**SHORT EXERCISE**
Using the entries below, transcribe exactly the line containing "of the forested" and each line that follows it to the end.

**Records from a data source**

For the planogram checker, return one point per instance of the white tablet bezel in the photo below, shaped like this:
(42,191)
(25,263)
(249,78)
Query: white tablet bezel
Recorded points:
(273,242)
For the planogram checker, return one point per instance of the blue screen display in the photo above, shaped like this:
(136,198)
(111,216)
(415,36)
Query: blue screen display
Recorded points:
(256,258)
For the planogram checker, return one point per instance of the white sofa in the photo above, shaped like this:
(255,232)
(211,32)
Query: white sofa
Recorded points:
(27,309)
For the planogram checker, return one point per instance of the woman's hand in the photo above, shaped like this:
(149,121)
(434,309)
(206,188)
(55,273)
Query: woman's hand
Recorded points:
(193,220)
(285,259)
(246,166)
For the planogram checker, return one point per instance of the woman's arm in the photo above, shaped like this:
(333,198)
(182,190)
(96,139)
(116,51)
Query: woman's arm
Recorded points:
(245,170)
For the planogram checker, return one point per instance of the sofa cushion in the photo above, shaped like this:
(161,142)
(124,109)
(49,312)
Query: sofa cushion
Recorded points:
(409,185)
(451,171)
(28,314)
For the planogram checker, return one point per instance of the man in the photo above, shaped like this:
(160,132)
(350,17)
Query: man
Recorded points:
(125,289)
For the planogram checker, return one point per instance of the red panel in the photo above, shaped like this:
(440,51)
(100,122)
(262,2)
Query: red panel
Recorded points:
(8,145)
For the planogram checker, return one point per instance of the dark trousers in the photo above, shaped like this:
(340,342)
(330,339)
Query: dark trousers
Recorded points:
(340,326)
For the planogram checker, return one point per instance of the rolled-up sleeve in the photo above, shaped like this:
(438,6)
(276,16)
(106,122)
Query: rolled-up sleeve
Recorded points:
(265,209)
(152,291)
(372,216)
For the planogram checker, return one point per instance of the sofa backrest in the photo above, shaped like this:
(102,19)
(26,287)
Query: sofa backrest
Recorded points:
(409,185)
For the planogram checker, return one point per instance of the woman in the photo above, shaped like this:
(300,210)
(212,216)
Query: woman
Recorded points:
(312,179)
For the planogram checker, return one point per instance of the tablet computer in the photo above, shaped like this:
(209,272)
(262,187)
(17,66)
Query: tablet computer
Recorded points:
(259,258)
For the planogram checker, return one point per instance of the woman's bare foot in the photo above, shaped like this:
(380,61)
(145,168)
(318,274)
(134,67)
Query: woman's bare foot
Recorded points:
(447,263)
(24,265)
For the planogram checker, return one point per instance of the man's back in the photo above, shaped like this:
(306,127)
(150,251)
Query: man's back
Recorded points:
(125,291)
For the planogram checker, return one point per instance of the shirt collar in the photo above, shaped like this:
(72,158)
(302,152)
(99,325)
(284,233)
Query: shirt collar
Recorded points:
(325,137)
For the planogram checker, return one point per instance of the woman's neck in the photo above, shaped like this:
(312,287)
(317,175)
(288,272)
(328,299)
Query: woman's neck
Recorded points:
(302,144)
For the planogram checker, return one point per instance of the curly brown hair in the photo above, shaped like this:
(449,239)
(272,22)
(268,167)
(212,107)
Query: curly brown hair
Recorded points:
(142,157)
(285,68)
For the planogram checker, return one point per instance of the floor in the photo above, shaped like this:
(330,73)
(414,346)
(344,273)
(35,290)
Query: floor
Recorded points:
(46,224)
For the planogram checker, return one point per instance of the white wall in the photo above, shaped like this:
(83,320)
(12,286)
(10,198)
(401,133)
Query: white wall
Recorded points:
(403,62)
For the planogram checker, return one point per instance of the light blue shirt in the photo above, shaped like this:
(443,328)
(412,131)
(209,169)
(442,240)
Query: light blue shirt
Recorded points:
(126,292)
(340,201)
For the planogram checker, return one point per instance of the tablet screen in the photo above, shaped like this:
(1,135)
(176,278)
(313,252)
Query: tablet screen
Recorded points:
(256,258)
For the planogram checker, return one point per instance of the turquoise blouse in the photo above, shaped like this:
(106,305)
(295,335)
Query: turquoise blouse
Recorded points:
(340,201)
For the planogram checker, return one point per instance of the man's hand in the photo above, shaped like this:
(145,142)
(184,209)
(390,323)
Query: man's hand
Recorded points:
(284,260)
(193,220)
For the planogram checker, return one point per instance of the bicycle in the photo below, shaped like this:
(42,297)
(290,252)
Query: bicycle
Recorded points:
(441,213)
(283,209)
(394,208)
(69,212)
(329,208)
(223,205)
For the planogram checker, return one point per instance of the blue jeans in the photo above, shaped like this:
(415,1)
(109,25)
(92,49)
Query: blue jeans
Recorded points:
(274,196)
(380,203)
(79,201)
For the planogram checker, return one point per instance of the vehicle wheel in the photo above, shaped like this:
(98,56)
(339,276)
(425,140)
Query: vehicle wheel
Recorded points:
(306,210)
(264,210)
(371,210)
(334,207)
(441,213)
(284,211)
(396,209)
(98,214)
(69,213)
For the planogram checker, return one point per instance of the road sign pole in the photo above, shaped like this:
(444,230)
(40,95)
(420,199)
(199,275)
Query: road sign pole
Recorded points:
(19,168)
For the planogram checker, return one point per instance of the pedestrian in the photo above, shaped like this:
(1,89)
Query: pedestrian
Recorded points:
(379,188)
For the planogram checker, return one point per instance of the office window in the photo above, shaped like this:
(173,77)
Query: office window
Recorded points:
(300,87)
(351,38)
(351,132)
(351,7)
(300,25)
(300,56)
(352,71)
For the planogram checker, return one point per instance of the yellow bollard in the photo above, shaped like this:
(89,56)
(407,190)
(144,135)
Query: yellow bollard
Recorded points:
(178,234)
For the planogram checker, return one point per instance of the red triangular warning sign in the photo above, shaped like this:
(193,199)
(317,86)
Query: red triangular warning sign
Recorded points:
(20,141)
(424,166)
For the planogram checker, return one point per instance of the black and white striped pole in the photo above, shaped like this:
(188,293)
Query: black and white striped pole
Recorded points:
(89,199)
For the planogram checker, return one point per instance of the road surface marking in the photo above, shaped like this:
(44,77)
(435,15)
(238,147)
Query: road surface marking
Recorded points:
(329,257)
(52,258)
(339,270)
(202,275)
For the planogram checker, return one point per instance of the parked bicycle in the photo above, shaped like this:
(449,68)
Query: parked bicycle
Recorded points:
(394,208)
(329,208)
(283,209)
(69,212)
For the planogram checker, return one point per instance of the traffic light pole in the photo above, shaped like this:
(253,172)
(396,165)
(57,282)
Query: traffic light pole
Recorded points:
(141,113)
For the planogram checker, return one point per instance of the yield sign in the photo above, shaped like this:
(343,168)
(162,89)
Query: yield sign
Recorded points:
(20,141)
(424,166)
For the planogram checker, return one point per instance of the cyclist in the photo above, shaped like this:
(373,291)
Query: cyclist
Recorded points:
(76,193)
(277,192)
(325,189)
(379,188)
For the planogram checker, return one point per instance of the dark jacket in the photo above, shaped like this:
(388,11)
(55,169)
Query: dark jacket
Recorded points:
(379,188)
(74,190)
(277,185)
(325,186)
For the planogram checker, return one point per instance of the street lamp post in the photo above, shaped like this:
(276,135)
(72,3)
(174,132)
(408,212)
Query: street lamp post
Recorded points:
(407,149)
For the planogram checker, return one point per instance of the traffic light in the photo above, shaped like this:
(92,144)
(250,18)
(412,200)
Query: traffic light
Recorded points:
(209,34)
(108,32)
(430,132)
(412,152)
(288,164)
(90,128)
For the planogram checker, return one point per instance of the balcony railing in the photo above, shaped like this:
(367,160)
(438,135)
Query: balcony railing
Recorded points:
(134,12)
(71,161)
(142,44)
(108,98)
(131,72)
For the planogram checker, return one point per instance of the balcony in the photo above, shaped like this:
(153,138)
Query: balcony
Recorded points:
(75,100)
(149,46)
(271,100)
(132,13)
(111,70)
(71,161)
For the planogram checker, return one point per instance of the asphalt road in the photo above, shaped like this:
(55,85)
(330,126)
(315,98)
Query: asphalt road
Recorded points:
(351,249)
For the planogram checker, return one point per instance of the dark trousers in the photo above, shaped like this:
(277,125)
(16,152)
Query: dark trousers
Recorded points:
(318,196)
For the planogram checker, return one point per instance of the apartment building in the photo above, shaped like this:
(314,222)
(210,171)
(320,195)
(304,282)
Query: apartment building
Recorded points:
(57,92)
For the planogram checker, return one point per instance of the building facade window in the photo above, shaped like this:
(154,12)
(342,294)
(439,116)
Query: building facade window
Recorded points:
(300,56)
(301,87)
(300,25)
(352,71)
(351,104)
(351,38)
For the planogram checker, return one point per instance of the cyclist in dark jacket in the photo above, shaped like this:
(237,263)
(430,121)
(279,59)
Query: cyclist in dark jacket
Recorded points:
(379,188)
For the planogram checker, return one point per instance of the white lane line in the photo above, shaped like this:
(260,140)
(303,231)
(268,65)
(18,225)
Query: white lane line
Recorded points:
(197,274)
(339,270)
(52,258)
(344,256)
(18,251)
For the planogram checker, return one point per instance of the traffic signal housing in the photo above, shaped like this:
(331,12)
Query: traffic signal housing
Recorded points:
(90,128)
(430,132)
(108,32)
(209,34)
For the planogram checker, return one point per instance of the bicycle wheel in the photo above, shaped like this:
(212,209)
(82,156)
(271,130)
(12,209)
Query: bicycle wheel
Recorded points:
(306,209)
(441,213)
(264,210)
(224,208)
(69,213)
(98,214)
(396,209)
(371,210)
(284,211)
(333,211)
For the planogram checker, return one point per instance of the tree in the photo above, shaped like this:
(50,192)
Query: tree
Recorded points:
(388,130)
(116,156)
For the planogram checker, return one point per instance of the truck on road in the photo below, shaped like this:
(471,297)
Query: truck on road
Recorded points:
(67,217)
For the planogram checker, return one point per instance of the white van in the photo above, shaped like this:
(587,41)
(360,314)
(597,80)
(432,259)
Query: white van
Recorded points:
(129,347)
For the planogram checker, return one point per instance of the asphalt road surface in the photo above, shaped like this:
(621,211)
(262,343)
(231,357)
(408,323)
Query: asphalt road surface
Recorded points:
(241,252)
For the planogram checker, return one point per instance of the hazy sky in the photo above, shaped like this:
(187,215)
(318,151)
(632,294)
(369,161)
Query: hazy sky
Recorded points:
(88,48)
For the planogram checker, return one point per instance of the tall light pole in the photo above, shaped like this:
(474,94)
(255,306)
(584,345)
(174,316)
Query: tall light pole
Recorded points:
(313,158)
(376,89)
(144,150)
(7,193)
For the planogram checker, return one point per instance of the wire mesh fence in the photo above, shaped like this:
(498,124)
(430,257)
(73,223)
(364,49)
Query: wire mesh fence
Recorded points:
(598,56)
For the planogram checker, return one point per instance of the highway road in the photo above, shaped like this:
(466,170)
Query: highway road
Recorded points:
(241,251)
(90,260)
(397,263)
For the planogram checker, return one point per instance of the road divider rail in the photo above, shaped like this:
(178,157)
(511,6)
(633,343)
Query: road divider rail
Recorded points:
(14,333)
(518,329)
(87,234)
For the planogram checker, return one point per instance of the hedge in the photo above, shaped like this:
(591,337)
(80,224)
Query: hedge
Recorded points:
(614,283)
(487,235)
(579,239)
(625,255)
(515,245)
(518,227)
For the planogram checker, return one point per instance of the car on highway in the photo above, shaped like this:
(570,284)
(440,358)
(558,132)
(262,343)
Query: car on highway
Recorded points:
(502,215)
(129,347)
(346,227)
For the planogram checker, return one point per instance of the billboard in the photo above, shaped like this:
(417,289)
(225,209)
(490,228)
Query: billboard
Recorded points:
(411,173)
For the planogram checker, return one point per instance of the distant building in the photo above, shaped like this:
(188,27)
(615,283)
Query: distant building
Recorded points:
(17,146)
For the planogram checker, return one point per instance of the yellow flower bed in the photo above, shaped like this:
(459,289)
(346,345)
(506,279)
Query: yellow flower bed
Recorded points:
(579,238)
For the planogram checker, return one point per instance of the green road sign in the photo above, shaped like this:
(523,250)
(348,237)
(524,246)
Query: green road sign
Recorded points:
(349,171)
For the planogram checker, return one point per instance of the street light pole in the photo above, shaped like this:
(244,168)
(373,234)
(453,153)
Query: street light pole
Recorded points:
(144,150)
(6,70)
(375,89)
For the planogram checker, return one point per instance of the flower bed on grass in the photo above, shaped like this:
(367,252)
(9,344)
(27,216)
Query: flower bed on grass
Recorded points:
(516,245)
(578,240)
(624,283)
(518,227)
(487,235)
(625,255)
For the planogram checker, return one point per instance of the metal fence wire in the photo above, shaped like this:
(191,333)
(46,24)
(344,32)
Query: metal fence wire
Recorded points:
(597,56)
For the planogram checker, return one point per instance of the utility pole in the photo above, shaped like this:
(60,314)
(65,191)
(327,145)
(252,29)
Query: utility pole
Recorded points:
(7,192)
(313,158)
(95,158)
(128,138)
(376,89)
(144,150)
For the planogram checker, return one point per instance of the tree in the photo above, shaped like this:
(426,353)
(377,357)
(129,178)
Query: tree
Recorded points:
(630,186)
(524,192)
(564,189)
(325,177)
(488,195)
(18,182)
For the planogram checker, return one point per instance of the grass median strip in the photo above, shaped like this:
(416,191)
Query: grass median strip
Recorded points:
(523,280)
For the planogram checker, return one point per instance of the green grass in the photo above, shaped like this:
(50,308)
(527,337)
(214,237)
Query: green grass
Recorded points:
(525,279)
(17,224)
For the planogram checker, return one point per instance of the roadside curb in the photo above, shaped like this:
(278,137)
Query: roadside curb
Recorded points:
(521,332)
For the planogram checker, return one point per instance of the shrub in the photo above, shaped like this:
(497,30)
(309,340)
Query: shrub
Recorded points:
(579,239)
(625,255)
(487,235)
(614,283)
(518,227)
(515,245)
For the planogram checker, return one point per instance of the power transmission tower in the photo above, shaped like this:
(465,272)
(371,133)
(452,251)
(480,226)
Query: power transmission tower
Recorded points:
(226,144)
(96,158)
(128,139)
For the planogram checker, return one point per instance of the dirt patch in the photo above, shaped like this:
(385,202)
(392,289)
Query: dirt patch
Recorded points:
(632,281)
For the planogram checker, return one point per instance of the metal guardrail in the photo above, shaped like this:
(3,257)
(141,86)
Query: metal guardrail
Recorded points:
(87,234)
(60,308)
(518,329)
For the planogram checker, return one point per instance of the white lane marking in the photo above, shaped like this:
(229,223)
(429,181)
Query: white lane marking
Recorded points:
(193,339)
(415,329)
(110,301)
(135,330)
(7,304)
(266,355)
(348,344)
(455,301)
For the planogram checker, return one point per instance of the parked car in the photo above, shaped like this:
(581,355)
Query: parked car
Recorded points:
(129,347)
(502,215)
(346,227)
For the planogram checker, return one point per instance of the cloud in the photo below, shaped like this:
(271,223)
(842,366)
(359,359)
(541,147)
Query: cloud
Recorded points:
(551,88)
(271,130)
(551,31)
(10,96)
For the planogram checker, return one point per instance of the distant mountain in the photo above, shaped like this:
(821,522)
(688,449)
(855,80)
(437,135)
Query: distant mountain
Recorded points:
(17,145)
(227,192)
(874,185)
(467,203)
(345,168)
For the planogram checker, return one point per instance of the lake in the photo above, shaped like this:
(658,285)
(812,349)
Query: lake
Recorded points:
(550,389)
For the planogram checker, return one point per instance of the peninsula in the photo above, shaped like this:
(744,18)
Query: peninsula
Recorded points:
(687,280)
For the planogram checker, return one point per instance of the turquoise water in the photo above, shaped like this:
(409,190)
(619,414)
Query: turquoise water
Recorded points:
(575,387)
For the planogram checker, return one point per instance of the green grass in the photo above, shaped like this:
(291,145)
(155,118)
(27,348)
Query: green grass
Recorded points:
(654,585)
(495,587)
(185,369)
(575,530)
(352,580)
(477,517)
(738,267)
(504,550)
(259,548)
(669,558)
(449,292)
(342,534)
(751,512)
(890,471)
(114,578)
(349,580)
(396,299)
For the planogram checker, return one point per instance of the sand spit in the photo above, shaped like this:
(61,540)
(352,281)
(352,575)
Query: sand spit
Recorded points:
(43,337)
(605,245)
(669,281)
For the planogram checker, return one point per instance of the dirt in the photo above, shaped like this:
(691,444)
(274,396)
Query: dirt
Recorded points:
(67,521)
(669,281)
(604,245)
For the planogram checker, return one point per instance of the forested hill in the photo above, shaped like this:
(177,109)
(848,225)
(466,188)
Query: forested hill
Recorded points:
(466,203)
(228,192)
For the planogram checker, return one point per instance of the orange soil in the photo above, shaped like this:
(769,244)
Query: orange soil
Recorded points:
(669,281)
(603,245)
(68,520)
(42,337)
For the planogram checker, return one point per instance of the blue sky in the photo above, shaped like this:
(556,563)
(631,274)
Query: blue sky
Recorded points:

**ANSWER FOR THE TASK**
For the planogram checker, return one point per instance of the forested hill in the photo above, shaped like this:
(177,109)
(848,225)
(466,188)
Query: forested hill
Recorded points:
(466,203)
(228,192)
For the planogram checker, return one point per instance of the orange soil in the photo above, shaped like this:
(769,244)
Query: orange soil
Recorded points:
(669,281)
(603,245)
(68,520)
(42,337)
For the planogram checker, return one point per instance of the blue sky in the photo above, shaped like this:
(556,563)
(631,274)
Query: blue sky
Recorded points:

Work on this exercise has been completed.